- **SOURCE PASSAGE**:
--------------------------------------------------
Children with low self-esteem could be harmed if they are lavished with too much praise by parents, study claims
Inflated praise can lead to kids retreating into their shell - and worry they will have to reach the same standard in future tasks
Richard Garner has been Education Editor of The Independent for 12 years and writing about the subject for 34 years. Before becoming a journalist, he worked as a disc jockey in London pubs and clubs and for a hospital radio station. His main hobbies are cricket (watching these days) and theatre. On his days off, he is most likelt to be found at Lord’s or the King’s Head Theatre Club.
Sunday 05 January 2014
Children with low self-esteem could be harmed if they are lavished with too much praise by parents for doing things well, a research study claims.
Inflated praise can lead to them retreating into their shell - and worry they will have to reach the same standard in future tasks, it says.
The researchers from Southampton University acknowledge this advice may run counter to parents’ intuition - but insist being called “incredibly good” could be bad for these children.
On the other hand, confident children will strive to do better and see the praise as a challenge to repeat or better their efforts.
“Inflated praise can backfire with those kids who seem to need it the most = kids with low self-esteem,” said Eddie Brummelman, lead author of the study.
--------------------------------------------------
- **ACTIVITY LIST**:
**1.** Answer these questions about the article on praise and children's self-esteem:
(a) Which university were the researchers from?
(b) Who was the lead author of the study?
(c) According to the article, how do confident children respond to praise?
**2.** Extend the article on praise and children's self-esteem, picking up after its last sentence.
The records have nothing to do with this work.

- **Stored entries**:
--------------------------------------------------
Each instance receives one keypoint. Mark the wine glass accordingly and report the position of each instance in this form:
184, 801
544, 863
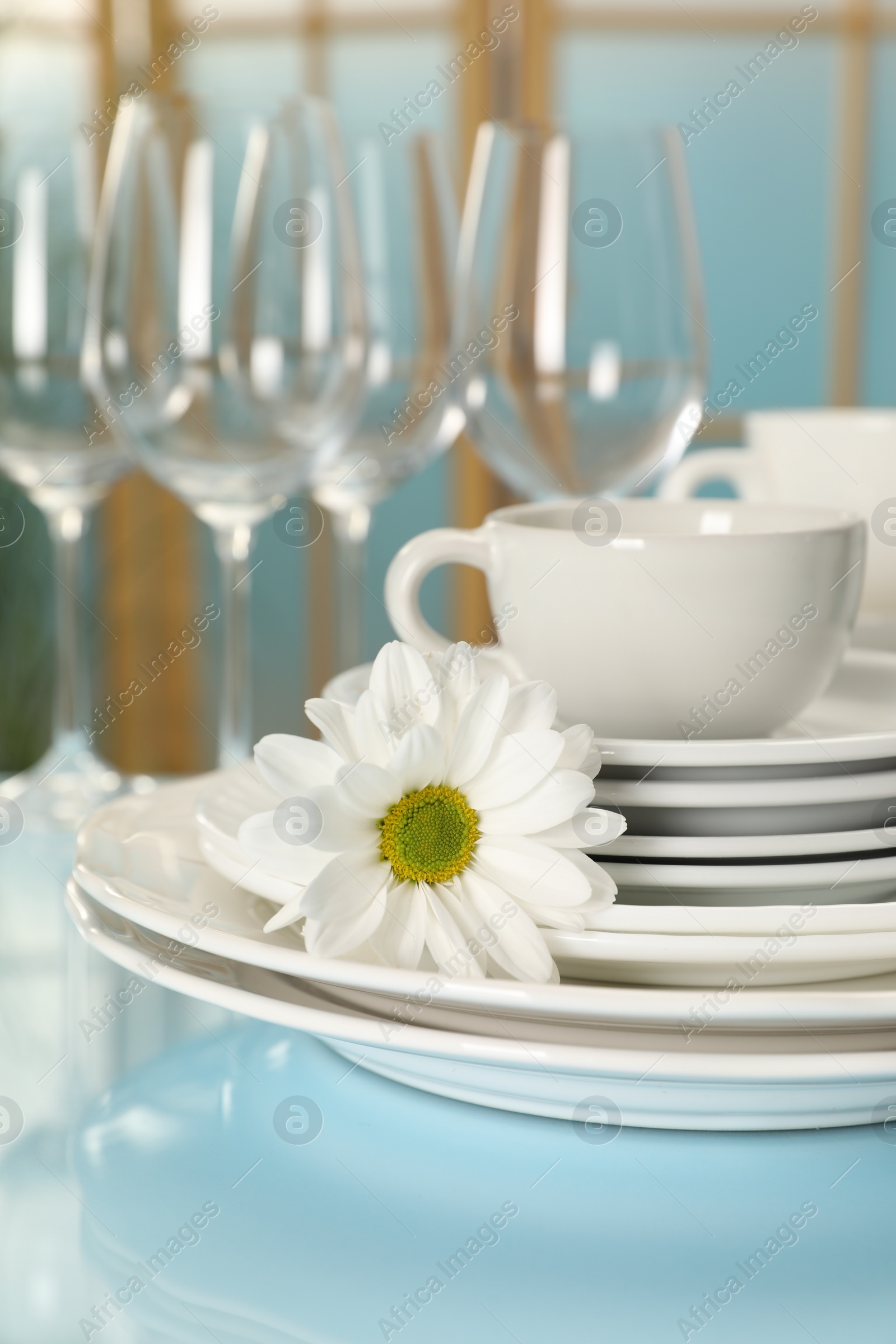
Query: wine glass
408, 234
227, 337
53, 442
580, 308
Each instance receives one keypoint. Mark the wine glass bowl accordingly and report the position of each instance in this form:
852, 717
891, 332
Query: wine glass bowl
580, 312
227, 357
408, 241
54, 445
226, 337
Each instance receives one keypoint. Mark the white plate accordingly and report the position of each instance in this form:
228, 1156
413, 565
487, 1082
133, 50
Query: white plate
644, 1088
853, 721
747, 847
139, 858
844, 881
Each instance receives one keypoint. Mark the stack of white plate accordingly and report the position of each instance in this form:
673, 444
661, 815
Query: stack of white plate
695, 1016
808, 816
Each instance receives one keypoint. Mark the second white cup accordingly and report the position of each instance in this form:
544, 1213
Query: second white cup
652, 620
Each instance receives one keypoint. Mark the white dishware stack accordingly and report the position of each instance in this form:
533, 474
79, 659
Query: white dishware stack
742, 980
745, 978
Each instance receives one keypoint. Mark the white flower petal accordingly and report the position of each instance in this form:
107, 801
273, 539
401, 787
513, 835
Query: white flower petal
288, 913
370, 734
593, 763
402, 932
343, 827
339, 937
519, 949
534, 704
419, 760
531, 871
346, 886
336, 724
457, 674
296, 862
292, 765
555, 799
555, 917
594, 911
602, 885
516, 765
446, 939
368, 790
476, 731
401, 686
586, 830
577, 746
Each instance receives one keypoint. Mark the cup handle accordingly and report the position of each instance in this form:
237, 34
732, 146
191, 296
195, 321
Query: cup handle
409, 569
738, 465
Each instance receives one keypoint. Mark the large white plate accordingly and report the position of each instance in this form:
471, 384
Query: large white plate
634, 1086
139, 858
853, 721
806, 847
757, 884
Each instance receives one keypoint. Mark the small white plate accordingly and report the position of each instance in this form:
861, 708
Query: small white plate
648, 1088
140, 859
853, 721
755, 884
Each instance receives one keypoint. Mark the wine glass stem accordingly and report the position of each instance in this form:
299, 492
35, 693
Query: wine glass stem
72, 710
351, 529
234, 546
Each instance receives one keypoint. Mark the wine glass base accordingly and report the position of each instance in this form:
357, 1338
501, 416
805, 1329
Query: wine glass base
69, 783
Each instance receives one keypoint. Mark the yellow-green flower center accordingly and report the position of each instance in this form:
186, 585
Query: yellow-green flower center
429, 835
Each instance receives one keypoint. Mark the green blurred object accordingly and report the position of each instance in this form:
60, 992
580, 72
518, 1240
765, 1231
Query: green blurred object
26, 632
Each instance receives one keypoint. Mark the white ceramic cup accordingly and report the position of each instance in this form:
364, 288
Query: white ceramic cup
707, 619
824, 458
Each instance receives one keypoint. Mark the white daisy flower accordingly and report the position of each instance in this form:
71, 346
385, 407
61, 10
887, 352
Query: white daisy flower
446, 822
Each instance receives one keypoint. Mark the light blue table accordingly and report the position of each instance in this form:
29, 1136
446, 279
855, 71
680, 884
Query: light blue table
320, 1241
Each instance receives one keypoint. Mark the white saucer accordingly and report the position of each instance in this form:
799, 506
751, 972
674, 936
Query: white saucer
853, 721
747, 847
843, 881
638, 1086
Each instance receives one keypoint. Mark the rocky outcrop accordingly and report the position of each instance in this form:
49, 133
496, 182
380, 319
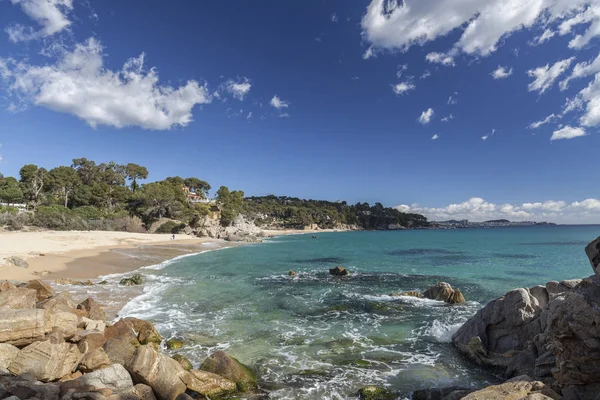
--------------------------------------------------
- **ANSWERS TO THE PROBLEMS**:
**1.**
(a) Southampton University.
(b) Eddie Brummelman.
(c) They strive to do better and see the praise as a challenge to repeat or better their efforts.

**2.**
Dr Sam Thomaes, lecturer in psychology at Southampton University, added using over-the-top words such as “incredibly” hindered children with low self-esteem. “It demotivates them and we believe that when these children hear these words they take it as an illicit message that they have to keep to high standards,” he added. “This scares then: they think they won’t be able to live up to it.”
The researchers conducted an experiment in which 144 parents (mostly mothers) administered 12 timed maths exercises to their children. They counted how many times the parents praised their children - and whether the praise was over the top or non-inflated.
The results showed parents praised their children six times on average during the session - and about 25 per cent of the comments were inflated praise, most of which was given to children with low esteem.
“Parents seemed to think that the children with low self-esteem needed to get extra praise to make them feel better,” said Brad Bushman, from Ohio State university and co-author of the study
“It is understandable why adults would do that, but we found in another experiment that this inflated praise can backfire.”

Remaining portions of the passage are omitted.